Write the records out again, precisely as they stand.

·····

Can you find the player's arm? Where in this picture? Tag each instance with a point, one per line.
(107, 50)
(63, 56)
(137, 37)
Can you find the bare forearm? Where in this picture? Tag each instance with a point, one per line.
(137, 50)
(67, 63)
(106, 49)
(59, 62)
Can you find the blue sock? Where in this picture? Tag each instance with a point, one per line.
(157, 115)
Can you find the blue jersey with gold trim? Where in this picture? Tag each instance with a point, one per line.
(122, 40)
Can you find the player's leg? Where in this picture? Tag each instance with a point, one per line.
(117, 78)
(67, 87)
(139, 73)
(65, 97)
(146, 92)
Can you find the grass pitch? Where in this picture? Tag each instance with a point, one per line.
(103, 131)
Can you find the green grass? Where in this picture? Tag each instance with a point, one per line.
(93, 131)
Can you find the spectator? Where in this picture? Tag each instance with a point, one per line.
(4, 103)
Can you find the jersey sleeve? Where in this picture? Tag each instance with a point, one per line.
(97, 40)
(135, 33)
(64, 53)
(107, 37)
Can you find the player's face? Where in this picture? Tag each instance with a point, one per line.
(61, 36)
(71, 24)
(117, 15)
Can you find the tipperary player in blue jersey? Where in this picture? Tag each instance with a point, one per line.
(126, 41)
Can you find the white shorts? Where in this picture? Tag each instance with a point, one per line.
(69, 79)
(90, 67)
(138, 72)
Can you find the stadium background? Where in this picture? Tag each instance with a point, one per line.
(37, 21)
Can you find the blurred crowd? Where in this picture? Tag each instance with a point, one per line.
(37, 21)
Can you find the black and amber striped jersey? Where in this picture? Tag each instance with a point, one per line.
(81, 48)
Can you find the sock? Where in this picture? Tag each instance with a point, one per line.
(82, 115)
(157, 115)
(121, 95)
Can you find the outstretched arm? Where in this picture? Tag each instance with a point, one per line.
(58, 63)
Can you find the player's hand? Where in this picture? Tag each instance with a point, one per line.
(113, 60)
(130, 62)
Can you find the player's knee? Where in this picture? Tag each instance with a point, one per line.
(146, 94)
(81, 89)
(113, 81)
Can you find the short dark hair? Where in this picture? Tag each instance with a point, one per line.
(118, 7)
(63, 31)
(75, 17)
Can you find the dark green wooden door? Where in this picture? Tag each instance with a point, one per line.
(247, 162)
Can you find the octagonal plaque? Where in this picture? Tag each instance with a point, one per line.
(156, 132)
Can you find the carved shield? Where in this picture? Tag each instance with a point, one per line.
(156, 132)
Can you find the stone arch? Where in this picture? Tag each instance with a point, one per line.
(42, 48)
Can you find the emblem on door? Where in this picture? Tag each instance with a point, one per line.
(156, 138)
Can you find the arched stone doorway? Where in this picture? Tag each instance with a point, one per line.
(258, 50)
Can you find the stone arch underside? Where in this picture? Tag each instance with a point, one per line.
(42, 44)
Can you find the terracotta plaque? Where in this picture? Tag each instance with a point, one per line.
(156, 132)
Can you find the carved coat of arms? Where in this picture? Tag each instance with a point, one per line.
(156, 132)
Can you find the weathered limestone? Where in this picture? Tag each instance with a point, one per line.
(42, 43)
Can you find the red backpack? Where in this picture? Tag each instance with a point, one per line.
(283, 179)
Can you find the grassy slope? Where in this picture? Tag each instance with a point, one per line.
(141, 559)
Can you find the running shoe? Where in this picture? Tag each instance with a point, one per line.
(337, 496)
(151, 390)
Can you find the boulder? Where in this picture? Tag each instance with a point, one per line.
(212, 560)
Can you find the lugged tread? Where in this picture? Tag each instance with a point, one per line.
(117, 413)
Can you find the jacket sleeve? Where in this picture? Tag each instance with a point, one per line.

·····

> **Solution to the problem**:
Can you find the player's arm? Where in this picture? Tag each instance with a point, one per line.
(107, 50)
(63, 56)
(137, 37)
Can you find the bare forearm? Where in this picture? Tag each instance with a point, one per line.
(137, 50)
(67, 63)
(106, 49)
(59, 62)
Can you find the blue sock? Where in this picture? Tag each instance with a point, one per line.
(157, 115)
Can you find the blue jersey with gold trim? Where in this picture? Tag each instance with a point, one per line.
(122, 40)
Can you find the player's leg? Where in this picture? Tag each instance with a point, one per line.
(117, 78)
(67, 87)
(139, 73)
(65, 97)
(146, 92)
Can you find the grass pitch? Where in this picture? Tag each instance with a point, one per line.
(103, 131)
Can you find the green grass? Where in this picture? Tag each instance with a point, one per line.
(93, 131)
Can you find the spectator? Where in this picture? Tag each instance with a point, one per line.
(4, 103)
Can you find the jersey sleeve? Where in this picture? Tag each instance with a point, one per line.
(97, 40)
(135, 33)
(64, 53)
(107, 37)
Can you find the player's face? Where in this picture? Tag each instance with a point, one per line.
(61, 36)
(71, 24)
(117, 15)
Can you find the tipperary player in blue jersey? Where in this picture? Tag each instance with a point, one per line.
(126, 41)
Can you find the white shorts? Where in this picture? Tag each instance with a point, one per line.
(69, 79)
(90, 67)
(138, 72)
Can you find the stadium background? Where in this picture? Tag each instance with a point, one per line.
(37, 21)
Can you find the blurred crowd? Where in this picture? Tag each instance with a point, one per line.
(37, 21)
Can you find the black and amber striped jersey? Where in this picture? Tag each instance with a point, one per line.
(81, 48)
Can you find the sock? Where in this picture? Tag each instance with a point, one per line.
(82, 115)
(157, 115)
(121, 95)
Can you find the outstretched arm? Where in this picture? Tag each instance with a point, one per line.
(58, 63)
Can you find the player's hand? Where in this picture? Tag each instance with a point, one per line.
(113, 60)
(130, 62)
Can you find the player's knee? Where in this picture? Tag each instance with a point, one per line.
(146, 94)
(81, 89)
(113, 81)
Can you find the short dark hair? Where in this picture? Tag each instance with a point, one per line.
(118, 7)
(63, 31)
(75, 17)
Can you find the dark green wooden door? Where in this picture? Tag each instance with a point, one per line.
(247, 162)
Can you find the octagonal plaque? Where in this picture? Tag each instance with a point, one per line.
(156, 132)
Can you find the carved shield? Where in this picture? Tag each instance with a point, one per line.
(156, 132)
Can you find the stone arch? Where in this picture? Tag each instance with a point, one per line.
(42, 48)
Can you find the emblem on door? Where in this picture? Tag each instance with a point, one per line.
(156, 138)
Can you find the arched stone doorway? Where in this picture? Tag each instance with a point, one per line.
(258, 50)
Can you find the stone arch underside? Where in this picture? Tag each instance with a point, one per line.
(42, 44)
Can you find the terracotta plaque? Where in this picture? Tag each instance with a point, one per line.
(156, 132)
Can you find the carved coat of arms? Where in this picture? Tag each instance with a point, one per line.
(156, 132)
Can you find the weathered limestone? Where in this picture? Tag each instance with a point, one per line.
(42, 43)
Can you find the red backpack? Where in this picture? Tag each instance with a point, one per line.
(283, 179)
Can you find the grassy slope? Where in this picture? Tag each instance with a point, one per line.
(141, 559)
Can you find the running shoe? Where in this picture? Tag each instance with a point, one per line.
(337, 496)
(151, 390)
Can you find the boulder? Where in this picture? Tag each instance with a point, one per line.
(212, 560)
Can you find the lugged tread? Where in this picture? Tag each instance with a point, one per line.
(117, 413)
Can you find the jacket sleeve? Where in this picture? Tag each instance with a point, one per line.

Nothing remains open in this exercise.